-- start Supplied records --

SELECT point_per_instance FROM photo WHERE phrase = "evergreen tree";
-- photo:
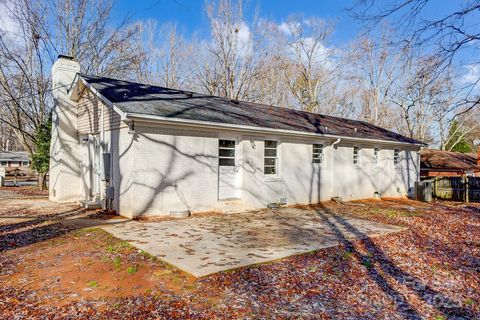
(456, 139)
(41, 156)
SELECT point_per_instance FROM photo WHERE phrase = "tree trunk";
(42, 181)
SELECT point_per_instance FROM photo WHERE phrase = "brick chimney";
(65, 154)
(478, 155)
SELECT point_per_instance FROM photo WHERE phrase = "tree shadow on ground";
(43, 227)
(387, 268)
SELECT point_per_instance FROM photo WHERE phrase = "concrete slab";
(206, 245)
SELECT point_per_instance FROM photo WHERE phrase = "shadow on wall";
(64, 161)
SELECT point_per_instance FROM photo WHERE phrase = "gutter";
(225, 126)
(125, 116)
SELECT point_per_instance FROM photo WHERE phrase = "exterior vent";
(180, 214)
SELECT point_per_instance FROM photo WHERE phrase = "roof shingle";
(143, 99)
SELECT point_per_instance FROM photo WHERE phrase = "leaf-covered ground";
(431, 270)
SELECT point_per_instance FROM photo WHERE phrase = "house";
(14, 159)
(446, 163)
(146, 150)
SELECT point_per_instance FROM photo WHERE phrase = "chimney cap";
(64, 56)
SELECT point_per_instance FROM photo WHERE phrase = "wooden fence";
(457, 188)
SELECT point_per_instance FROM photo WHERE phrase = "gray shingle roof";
(448, 160)
(13, 156)
(131, 97)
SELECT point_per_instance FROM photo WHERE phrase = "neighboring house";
(446, 163)
(14, 159)
(147, 150)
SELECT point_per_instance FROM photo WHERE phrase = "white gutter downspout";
(336, 142)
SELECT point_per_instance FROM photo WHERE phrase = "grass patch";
(117, 262)
(147, 255)
(118, 247)
(132, 269)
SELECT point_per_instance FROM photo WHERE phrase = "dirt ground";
(431, 270)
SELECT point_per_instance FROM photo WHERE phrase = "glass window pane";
(270, 144)
(226, 162)
(226, 152)
(270, 170)
(270, 152)
(226, 143)
(270, 161)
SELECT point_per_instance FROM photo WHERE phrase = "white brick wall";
(167, 169)
(163, 168)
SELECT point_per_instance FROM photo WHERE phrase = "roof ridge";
(294, 119)
(241, 101)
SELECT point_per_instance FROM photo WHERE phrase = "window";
(375, 155)
(396, 157)
(355, 155)
(317, 153)
(226, 153)
(270, 158)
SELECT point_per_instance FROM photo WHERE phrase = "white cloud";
(244, 36)
(472, 75)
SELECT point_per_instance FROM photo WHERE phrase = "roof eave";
(75, 95)
(227, 126)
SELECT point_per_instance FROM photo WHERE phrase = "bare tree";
(83, 30)
(446, 37)
(232, 63)
(168, 57)
(309, 66)
(375, 68)
(39, 30)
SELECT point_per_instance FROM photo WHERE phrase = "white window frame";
(396, 157)
(277, 159)
(376, 156)
(227, 148)
(318, 158)
(356, 156)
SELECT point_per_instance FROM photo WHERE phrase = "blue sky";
(190, 15)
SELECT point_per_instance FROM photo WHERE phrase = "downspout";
(332, 178)
(336, 142)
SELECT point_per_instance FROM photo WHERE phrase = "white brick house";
(145, 150)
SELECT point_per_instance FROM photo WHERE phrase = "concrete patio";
(206, 245)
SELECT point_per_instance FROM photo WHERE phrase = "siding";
(91, 110)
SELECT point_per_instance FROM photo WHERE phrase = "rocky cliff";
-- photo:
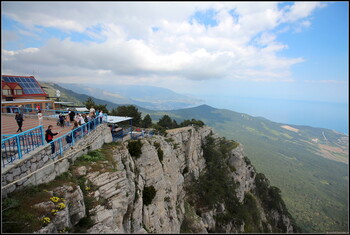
(170, 185)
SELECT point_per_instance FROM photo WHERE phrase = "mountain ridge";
(294, 161)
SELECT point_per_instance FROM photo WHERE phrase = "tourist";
(71, 115)
(19, 119)
(61, 118)
(49, 138)
(100, 115)
(40, 117)
(67, 120)
(92, 111)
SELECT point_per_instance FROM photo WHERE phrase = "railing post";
(19, 150)
(130, 128)
(61, 147)
(42, 135)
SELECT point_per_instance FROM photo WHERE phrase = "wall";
(40, 168)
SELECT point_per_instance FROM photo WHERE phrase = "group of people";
(71, 118)
(78, 119)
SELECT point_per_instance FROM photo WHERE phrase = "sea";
(334, 116)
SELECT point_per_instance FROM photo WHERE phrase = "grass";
(18, 213)
(270, 149)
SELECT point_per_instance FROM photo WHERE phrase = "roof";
(116, 119)
(29, 85)
(25, 101)
(81, 109)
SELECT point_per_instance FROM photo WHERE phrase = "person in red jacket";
(49, 137)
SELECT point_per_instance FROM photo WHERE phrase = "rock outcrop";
(166, 164)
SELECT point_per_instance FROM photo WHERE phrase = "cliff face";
(152, 192)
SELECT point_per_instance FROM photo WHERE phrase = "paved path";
(9, 125)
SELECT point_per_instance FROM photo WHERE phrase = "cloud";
(241, 45)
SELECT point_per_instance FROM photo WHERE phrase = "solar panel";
(29, 85)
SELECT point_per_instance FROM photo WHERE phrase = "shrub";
(148, 194)
(134, 148)
(160, 154)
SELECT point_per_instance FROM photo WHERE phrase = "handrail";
(14, 147)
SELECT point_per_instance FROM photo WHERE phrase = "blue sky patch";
(206, 18)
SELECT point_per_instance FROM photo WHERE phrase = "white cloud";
(129, 49)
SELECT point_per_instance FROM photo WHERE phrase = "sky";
(272, 50)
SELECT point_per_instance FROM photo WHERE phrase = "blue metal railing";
(63, 143)
(45, 112)
(16, 146)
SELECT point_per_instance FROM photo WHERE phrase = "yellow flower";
(61, 206)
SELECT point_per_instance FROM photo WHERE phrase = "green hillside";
(314, 187)
(70, 96)
(309, 165)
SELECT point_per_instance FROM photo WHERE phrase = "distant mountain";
(70, 96)
(309, 165)
(149, 97)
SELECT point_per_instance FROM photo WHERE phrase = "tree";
(166, 122)
(90, 103)
(102, 107)
(129, 111)
(147, 121)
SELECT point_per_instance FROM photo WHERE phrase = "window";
(6, 92)
(18, 92)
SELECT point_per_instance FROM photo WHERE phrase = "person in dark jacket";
(19, 119)
(71, 115)
(49, 137)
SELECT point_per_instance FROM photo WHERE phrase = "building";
(23, 91)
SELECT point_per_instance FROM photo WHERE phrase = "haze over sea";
(328, 115)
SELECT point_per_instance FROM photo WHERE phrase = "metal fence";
(15, 146)
(63, 143)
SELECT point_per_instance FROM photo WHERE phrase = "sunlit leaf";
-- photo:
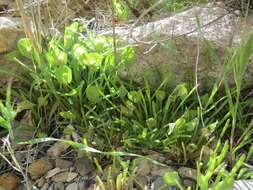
(63, 74)
(93, 94)
(67, 115)
(172, 178)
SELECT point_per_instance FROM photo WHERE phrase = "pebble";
(64, 177)
(72, 186)
(40, 167)
(186, 172)
(60, 163)
(9, 181)
(84, 165)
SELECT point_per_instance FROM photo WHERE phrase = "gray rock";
(189, 173)
(5, 2)
(160, 184)
(84, 165)
(11, 31)
(175, 59)
(242, 185)
(59, 186)
(72, 186)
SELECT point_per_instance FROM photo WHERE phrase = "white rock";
(11, 31)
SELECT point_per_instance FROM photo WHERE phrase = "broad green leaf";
(25, 105)
(151, 122)
(127, 56)
(25, 47)
(79, 52)
(42, 101)
(122, 92)
(67, 115)
(190, 126)
(134, 96)
(62, 57)
(160, 95)
(93, 94)
(3, 123)
(93, 60)
(63, 74)
(172, 178)
(70, 35)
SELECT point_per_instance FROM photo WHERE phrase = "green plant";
(71, 77)
(8, 114)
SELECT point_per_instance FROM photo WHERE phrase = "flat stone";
(9, 181)
(40, 167)
(57, 149)
(72, 186)
(40, 182)
(84, 165)
(159, 183)
(5, 2)
(64, 177)
(186, 172)
(60, 163)
(52, 172)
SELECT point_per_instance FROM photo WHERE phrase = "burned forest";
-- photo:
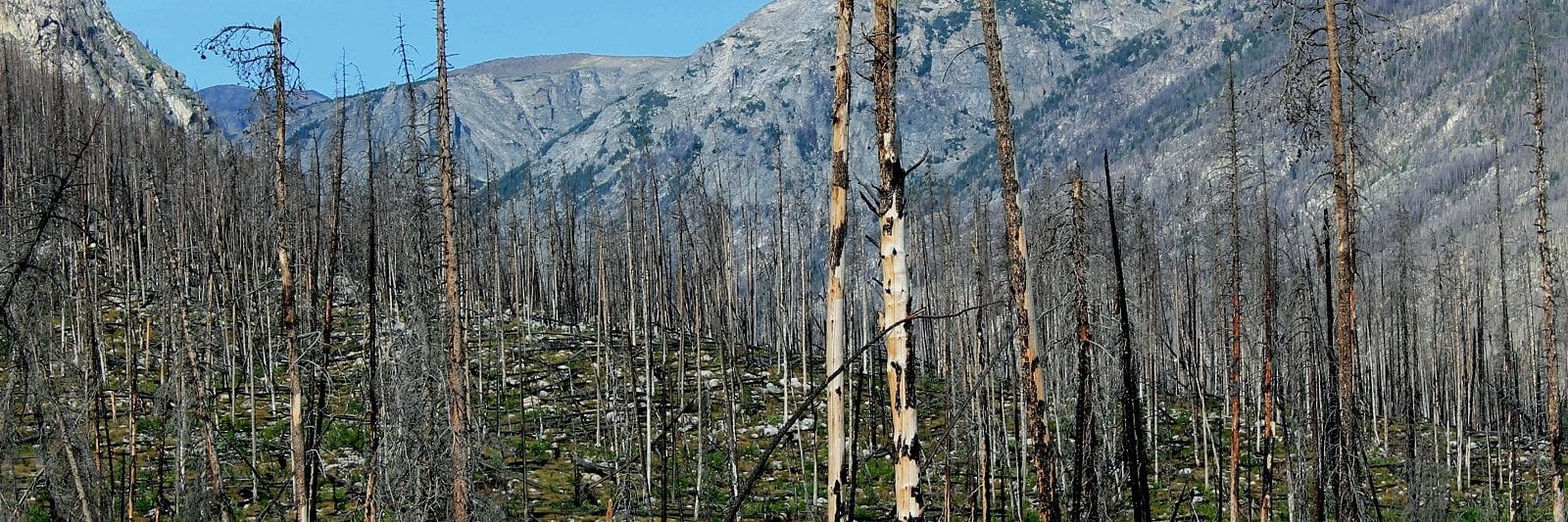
(852, 261)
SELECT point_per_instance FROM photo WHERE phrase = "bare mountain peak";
(83, 39)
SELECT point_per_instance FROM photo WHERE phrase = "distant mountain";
(1137, 78)
(507, 110)
(83, 39)
(234, 107)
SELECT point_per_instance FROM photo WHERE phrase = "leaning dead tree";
(1024, 344)
(457, 356)
(1345, 180)
(264, 63)
(894, 263)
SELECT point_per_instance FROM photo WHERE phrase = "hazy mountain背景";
(1141, 78)
(619, 303)
(83, 39)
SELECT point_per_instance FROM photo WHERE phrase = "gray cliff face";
(235, 107)
(85, 41)
(507, 110)
(1139, 78)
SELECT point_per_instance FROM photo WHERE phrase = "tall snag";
(457, 356)
(1548, 262)
(269, 67)
(1134, 441)
(1032, 375)
(1086, 478)
(894, 265)
(838, 218)
(1343, 169)
(1233, 153)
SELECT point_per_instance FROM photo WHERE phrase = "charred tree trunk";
(457, 356)
(894, 265)
(1134, 441)
(1032, 373)
(835, 334)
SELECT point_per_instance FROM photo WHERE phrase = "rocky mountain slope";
(83, 39)
(507, 110)
(1139, 78)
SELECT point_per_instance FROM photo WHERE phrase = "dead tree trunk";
(838, 221)
(457, 356)
(1032, 373)
(1086, 478)
(1348, 491)
(1134, 439)
(1548, 261)
(1235, 166)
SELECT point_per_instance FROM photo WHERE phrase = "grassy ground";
(554, 444)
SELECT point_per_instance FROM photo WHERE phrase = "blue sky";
(320, 31)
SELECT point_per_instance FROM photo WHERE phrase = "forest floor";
(559, 419)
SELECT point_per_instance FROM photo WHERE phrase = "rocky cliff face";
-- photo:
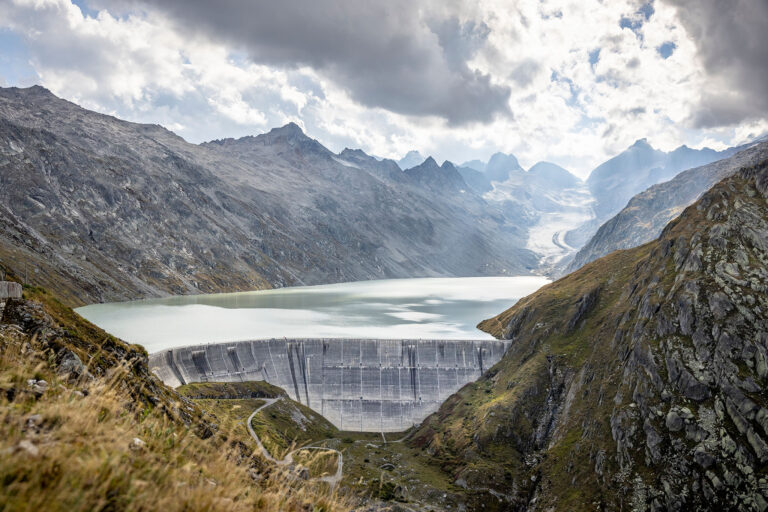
(640, 166)
(636, 383)
(100, 209)
(648, 212)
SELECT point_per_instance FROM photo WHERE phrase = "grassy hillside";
(636, 382)
(84, 426)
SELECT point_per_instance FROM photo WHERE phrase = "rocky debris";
(586, 303)
(71, 365)
(29, 447)
(646, 214)
(38, 387)
(650, 397)
(89, 194)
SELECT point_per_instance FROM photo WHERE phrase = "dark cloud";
(383, 53)
(524, 73)
(732, 40)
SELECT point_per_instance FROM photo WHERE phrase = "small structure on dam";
(357, 384)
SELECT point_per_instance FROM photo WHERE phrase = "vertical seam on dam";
(370, 385)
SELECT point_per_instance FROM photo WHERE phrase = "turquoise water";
(396, 308)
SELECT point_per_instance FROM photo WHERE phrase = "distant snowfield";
(546, 237)
(558, 212)
(437, 308)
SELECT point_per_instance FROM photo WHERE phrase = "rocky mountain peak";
(639, 378)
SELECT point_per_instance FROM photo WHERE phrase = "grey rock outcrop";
(102, 209)
(646, 214)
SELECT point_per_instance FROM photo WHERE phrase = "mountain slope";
(614, 182)
(648, 212)
(637, 382)
(100, 209)
(84, 426)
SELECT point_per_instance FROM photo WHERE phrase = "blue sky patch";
(666, 49)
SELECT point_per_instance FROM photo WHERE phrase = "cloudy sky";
(573, 82)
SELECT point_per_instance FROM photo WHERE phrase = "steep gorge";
(637, 382)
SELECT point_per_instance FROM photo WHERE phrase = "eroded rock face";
(101, 209)
(664, 403)
(646, 214)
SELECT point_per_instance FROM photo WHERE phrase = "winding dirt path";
(332, 480)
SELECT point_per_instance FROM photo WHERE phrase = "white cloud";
(138, 66)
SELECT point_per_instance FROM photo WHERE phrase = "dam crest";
(367, 385)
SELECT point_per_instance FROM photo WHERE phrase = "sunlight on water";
(396, 308)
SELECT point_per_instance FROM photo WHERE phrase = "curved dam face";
(357, 384)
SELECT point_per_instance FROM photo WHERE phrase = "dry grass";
(65, 450)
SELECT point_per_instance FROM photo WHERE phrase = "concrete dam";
(362, 385)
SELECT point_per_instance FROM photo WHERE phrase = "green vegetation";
(109, 436)
(226, 390)
(286, 425)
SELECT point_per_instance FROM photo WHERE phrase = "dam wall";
(357, 384)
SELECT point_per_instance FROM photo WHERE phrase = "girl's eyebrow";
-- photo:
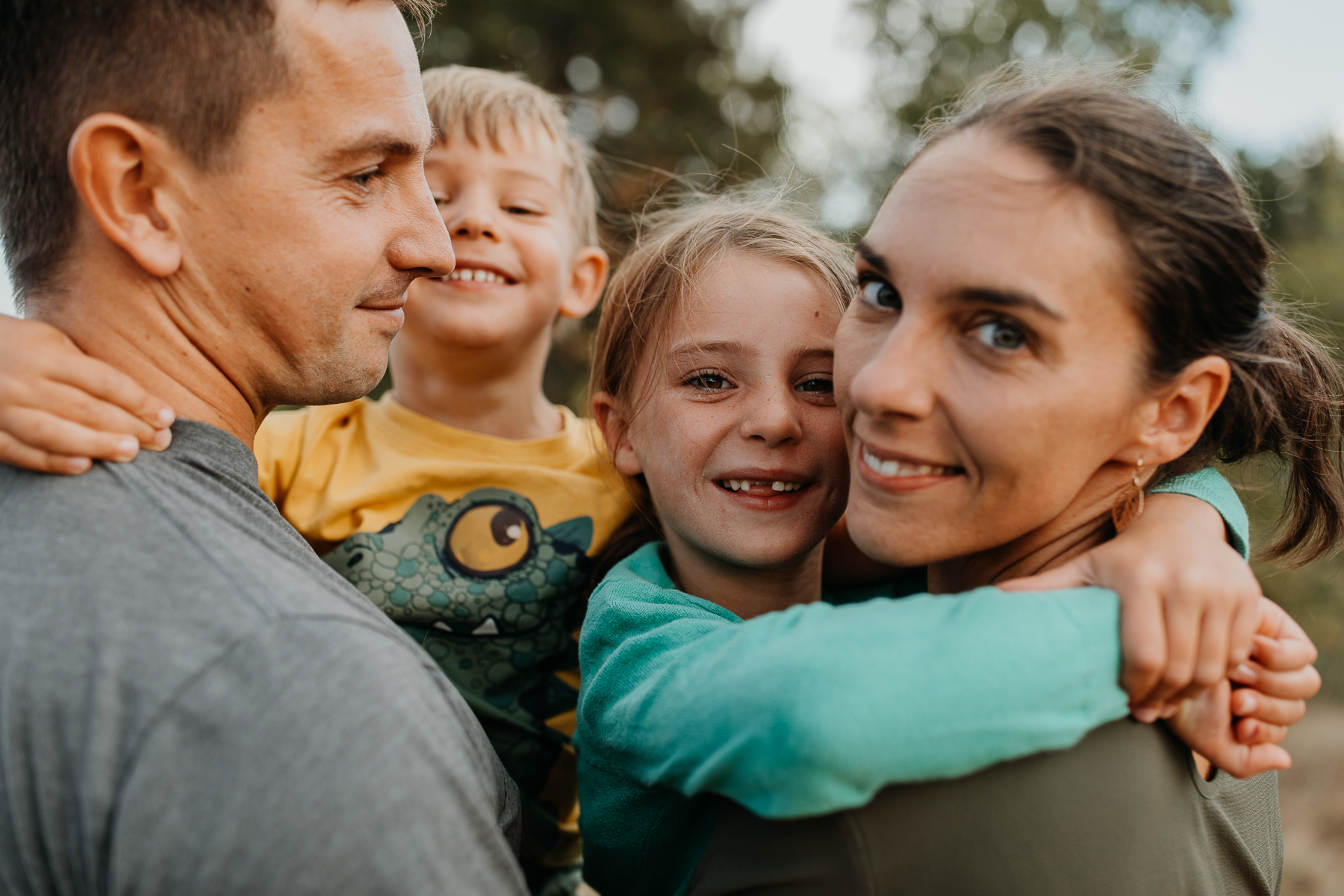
(688, 351)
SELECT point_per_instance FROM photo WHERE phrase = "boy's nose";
(473, 223)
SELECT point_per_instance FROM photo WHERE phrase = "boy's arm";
(60, 408)
(1189, 605)
(816, 709)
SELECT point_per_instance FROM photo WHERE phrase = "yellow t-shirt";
(480, 548)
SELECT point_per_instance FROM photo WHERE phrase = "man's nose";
(423, 245)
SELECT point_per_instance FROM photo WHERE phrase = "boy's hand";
(1206, 726)
(60, 408)
(1189, 603)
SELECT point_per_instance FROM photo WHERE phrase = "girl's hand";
(1189, 603)
(60, 408)
(1278, 679)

-- end Supplied records --

● Your objective
List every line in the material above that contains the string "hillside". Matching is case-sensitive.

● Output
SELECT point_per_instance FROM photo WHERE phrase = "green hillside";
SELECT point_per_instance FROM photo WHERE phrase = "grassy hillside";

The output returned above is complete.